§ **Source passage**

◆ ◆ ◆ ◆

June 8, 2012
It’s Cleveland All Over Again

We’re seeing a lot more LeBron and a lot less Dwyane and Chris lately. Last night, LeBron scored 45 points to single-handedly force a game 7 in Miami against the Celtics. Heat fans are understandably elated that their main guy is finally putting up stellar playoff performances and maturing into a true superstar.

But is this a good thing?

The Heat team we saw last night has been referred to, appropriately, as the “Miami Cavaliers.” James is putting together the same kinds of games he did back in Cleveland, where they handed him a jersey and a basketball and humbly asked for a championship with little or no help from anything remotely resembling a team.

That was all supposed to change in Miami, right? Remember The Decision? The Big Three coming together in South Beach to win six or seven NBA championships in a row, no problem? That strategy appears to have melted away in favor of the Cleveland method of just handing James the ball and hoping he can, with all of his talent, somehow win it by himself.

But that didn’t work out too well in Cleveland right? A one-man team has never and will never win an NBA championship. The idea in Miami was that they would have James in addition to Wade and Bosh, but Bosh has spent most of the playoffs injured and Wade has taken a backseat to James in every way. He doesn’t look like the same Wade that won it all in 2006 without James or Bosh.

It looks like the Heat have given up trying to form some kind of cohesive unit out of their all-star roster. For the sake of winning in the shortest term possible, they seem to have wholly committed themselves to King James and His talents. Some nights, like last night for example, this pays off. LeBron is such an explosive and prodigious talent that he can put up a 45 point playoff game on occasion. But it is unreasonable to expect him to do it every night. That strategy probably won’t work in game 7, and even if it does, it won’t guarantee 4 wins against Oklahoma City.

Erik Spoelstra needs to find a way to unite his players as a team, not just a supporting cast to occasionally assist James if and when he needs it. Wade and Bosh especially are superstars in their own right. Right now they look like they are in a daze, jogging up and down the court with an assist here, a layup there, but generally watching the LeBron show like the rest of us only with better seats and a bigger paycheck.

I’m not a Miami fan, so I’m not really hoping that they figure it out. I’d rather see the Celtics or the Thunder win it all, letting LeBron and company go home empty handed yet again. I certainly hope this one-man philosophy doesn’t work, lest it catch on across the league and destroy team play forever. If they can figure out how to play like a championship team, then more power to them, they will then deserve to win. But what we have seen from them lately is that they haven’t yet learned their lesson about what makes a great basketball team.

◆ ◆ ◆ ◆

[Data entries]
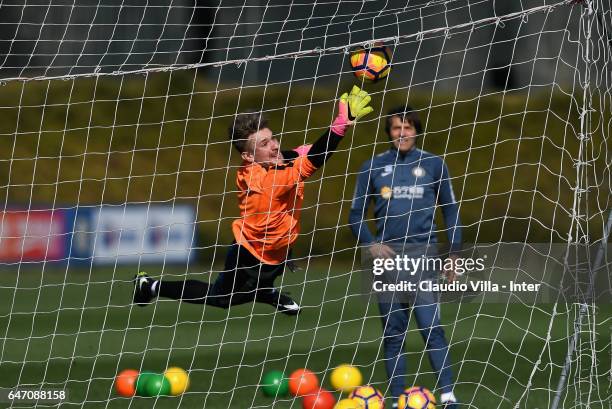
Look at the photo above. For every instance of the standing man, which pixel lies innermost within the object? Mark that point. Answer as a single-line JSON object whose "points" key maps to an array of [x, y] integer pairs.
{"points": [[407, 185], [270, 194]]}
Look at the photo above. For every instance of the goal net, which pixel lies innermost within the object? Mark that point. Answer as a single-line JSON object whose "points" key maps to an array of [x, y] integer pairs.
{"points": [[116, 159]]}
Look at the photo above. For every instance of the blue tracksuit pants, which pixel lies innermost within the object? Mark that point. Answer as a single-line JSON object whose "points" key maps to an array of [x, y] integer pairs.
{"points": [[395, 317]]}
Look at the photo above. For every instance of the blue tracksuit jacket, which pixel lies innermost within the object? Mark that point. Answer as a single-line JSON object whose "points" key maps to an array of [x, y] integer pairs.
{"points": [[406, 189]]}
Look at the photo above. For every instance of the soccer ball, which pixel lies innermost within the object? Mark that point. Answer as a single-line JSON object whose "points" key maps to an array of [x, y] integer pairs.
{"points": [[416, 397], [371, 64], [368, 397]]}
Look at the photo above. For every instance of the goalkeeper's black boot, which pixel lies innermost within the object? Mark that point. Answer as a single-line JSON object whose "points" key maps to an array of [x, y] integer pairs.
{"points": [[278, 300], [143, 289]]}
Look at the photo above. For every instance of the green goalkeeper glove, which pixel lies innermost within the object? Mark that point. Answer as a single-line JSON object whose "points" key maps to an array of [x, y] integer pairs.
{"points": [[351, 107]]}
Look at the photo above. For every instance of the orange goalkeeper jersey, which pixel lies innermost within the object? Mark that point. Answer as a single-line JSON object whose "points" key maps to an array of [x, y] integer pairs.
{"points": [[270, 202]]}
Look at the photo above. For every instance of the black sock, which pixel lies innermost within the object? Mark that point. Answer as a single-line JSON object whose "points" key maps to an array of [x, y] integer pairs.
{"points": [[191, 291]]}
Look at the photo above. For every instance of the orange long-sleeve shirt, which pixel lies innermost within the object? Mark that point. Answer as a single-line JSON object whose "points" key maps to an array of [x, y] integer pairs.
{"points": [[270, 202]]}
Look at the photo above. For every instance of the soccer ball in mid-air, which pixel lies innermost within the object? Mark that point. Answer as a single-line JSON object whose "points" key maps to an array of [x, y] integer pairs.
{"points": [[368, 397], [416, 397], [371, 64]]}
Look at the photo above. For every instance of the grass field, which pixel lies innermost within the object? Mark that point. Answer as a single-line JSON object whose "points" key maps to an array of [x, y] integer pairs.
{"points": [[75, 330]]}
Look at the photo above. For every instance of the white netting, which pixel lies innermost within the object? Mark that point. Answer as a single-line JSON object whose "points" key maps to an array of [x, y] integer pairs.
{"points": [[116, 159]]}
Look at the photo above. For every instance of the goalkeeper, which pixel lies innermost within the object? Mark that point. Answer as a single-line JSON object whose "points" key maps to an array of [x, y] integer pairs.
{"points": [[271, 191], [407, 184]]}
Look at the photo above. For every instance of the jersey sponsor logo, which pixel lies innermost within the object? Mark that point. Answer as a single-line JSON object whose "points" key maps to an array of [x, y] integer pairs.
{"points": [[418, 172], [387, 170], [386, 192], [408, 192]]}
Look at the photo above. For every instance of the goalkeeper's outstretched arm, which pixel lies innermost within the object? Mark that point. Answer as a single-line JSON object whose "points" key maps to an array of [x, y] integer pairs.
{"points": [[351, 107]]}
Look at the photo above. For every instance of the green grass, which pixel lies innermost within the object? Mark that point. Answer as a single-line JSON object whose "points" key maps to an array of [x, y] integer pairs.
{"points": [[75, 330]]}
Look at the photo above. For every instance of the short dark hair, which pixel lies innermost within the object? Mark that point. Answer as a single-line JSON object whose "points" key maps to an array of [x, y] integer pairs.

◆ ◆ ◆ ◆

§ **Brief A**
From the post about the Heat, extract the part that opens with the words "It looks like" and closes with "against Oklahoma City.".
§ **Brief B**
List every place name that appears in the post about the Heat.

§ **Exercise solution A**
It looks like the Heat have given up trying to form some kind of cohesive unit out of their all-star roster. For the sake of winning in the shortest term possible, they seem to have wholly committed themselves to King James and His talents. Some nights, like last night for example, this pays off. LeBron is such an explosive and prodigious talent that he can put up a 45 point playoff game on occasion. But it is unreasonable to expect him to do it every night. That strategy probably won’t work in game 7, and even if it does, it won’t guarantee 4 wins against Oklahoma City.

§ **Exercise solution B**
Cleveland, Miami, South Beach, Oklahoma City